What you will do:
Your answer must be the exact lines from the one holding "Query: police officer wearing cap" through the final line of the records below, both included, and nothing more.

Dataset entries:
Content starts

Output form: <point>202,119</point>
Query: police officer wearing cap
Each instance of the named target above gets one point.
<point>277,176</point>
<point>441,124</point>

Content ends

Solution to this task:
Query: police officer wearing cap
Each instance of the named target above gets one point.
<point>277,176</point>
<point>441,124</point>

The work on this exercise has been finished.